[Collected data entries]

####################

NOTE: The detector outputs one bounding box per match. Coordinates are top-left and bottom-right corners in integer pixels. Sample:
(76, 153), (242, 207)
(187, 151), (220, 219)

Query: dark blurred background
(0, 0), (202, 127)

####################

Pull every line of the records above and reproduce each one unchanged.

NOTE: The detector outputs one bounding box per match. Coordinates are top-left and bottom-right corners in integer pixels. Sample:
(76, 153), (242, 207)
(187, 151), (220, 219)

Query: dark blurred background
(0, 0), (202, 127)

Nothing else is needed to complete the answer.